STATED GOAL 1 |
Rewrite the dataset entries below as a JSON list of strings with one string per line, leaving out blank lines.

SOURCE TEXT |

His name was James Patrick Corcoran, but he was better known as “The King.” Some fans may remember him as quarterback of the Philadelphia Bell in the World Football League. Folks in Pottstown know him from his days with the minor league Firebirds.

But anyone who crossed paths with the King – and it was hard not to cross paths with him, given the way he bounced around – has a story to tell. He was like a character from a Dan Jenkins novel. He lived large even though he played most of his career on a small stage.

The King died last month at age 65. The news did not make headlines. Indeed, it was hardly mentioned. The King passed quietly and that would have upset him. He never did anything quietly, on the field or off.

He had talent – he threw 31 touchdown passes for the Bell – but he is better known for his swagger. In Pottstown, while his teammates rode a bus, the King traveled in a Lincoln Continental with a mobile phone. He had seen a photo of Joe Namath in a limo talking on a phone and if it was good enough for Broadway Joe, the King figured it was good enough for him.

He and Namath were together briefly at the New York Jets’ training camp in 1967. To hear the King tell it, coach Weeb Ewbank cut him because he and Namath were having too much fun. “Weeb said, ‘One of you has to go,’” the King said. “I knew it wouldn’t be Joe.”

The King had a cup of coffee with the Patriots in 1968 – seven pass attempts, three completions, two interceptions – between stints with the Waterbury Orbits and Lowell Giants of the Atlantic Coast Football League. The next year, he signed with the Firebirds who were a farm team for the Eagles. (Yes, some NFL clubs had farm teams back then).

The King played well in Pottstown leading the Firebirds to two ACFL championships. He was invited to the Eagles’ training camp in 1971 but he so infuriated coach Jerry Williams with his showboating that Williams cut him even though he often outperformed the other quarterbacks, Pete Liske, Rick Arrington and Jim Ward.

Williams was determined to go with Liske, who played for him in the Canadian League, and he knew Arrington and Ward would do what good backups are supposed to do which is stand on the sideline and keep their mouths shut. But Williams saw the King as a giant pain in the butt, so he sent him back to Pottstown.

There were many King Corcoran stories at that summer camp, some involving linebacker Tim Rossovich, another wild character known for eating glass and setting his hair on fire. The King claimed he and Rossovich crawled into a ladies shoe store one day and startled the customers by biting their toes. Asked why, he said: “We were bored.”

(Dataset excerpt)

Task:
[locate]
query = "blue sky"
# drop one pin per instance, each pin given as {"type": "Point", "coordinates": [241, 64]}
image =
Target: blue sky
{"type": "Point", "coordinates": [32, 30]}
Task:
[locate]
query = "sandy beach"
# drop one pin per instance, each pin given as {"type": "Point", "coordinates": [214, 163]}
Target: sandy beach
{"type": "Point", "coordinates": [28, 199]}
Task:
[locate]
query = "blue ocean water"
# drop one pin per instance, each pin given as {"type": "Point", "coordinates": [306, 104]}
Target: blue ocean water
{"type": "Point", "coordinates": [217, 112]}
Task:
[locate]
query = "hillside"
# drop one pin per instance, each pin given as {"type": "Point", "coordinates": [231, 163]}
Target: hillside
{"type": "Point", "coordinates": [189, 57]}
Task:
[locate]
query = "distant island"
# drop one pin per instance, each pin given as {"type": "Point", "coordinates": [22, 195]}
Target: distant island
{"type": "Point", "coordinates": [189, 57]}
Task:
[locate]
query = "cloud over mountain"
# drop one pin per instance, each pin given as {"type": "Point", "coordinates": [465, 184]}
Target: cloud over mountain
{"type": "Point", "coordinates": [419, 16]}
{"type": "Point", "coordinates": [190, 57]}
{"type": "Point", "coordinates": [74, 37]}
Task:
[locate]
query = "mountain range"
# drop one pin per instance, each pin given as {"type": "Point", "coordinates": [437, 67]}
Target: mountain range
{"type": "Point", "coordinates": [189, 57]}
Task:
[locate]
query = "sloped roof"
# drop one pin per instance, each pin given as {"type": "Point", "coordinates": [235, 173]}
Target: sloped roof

STATED GOAL 2 |
Answer these from the article on King Corcoran:
(a) How old was the King when he died?
(b) How many touchdown passes did he throw for the Bell?
(c) In what year was he at the New York Jets' training camp?

RESPONSE 1 |
[
  "Task:",
  "[locate]",
  "query = \"blue sky\"",
  "# drop one pin per instance, each pin given as {\"type\": \"Point\", \"coordinates\": [241, 64]}",
  "image =",
  "Target: blue sky",
  "{\"type\": \"Point\", \"coordinates\": [32, 30]}",
  "Task:",
  "[locate]",
  "query = \"sandy beach\"",
  "# drop one pin per instance, each pin given as {\"type\": \"Point\", \"coordinates\": [214, 163]}",
  "Target: sandy beach",
  "{\"type\": \"Point\", \"coordinates\": [28, 199]}",
  "Task:",
  "[locate]",
  "query = \"blue ocean water\"",
  "# drop one pin per instance, each pin given as {\"type\": \"Point\", \"coordinates\": [306, 104]}",
  "Target: blue ocean water",
  "{\"type\": \"Point\", \"coordinates\": [217, 112]}",
  "Task:",
  "[locate]",
  "query = \"hillside\"",
  "# drop one pin per instance, each pin given as {\"type\": \"Point\", \"coordinates\": [231, 163]}",
  "Target: hillside",
  "{\"type\": \"Point\", \"coordinates\": [189, 57]}",
  "Task:",
  "[locate]",
  "query = \"distant island\"",
  "# drop one pin per instance, each pin given as {\"type\": \"Point\", \"coordinates\": [22, 195]}",
  "Target: distant island",
  "{\"type\": \"Point\", \"coordinates\": [189, 57]}",
  "Task:",
  "[locate]",
  "query = \"cloud over mountain\"",
  "# drop one pin per instance, each pin given as {\"type\": \"Point\", \"coordinates\": [465, 184]}",
  "Target: cloud over mountain",
  "{\"type\": \"Point\", \"coordinates\": [419, 16]}",
  "{\"type\": \"Point\", \"coordinates\": [190, 57]}",
  "{\"type\": \"Point\", \"coordinates\": [74, 37]}",
  "Task:",
  "[locate]",
  "query = \"mountain range\"",
  "# drop one pin per instance, each pin given as {\"type\": \"Point\", \"coordinates\": [437, 67]}",
  "Target: mountain range",
  "{\"type\": \"Point\", \"coordinates\": [189, 57]}",
  "Task:",
  "[locate]",
  "query = \"sloped roof\"",
  "# drop one pin per instance, each pin given as {\"type\": \"Point\", \"coordinates\": [235, 173]}",
  "Target: sloped roof"
]

RESPONSE 2 |
(a) 65
(b) 31
(c) 1967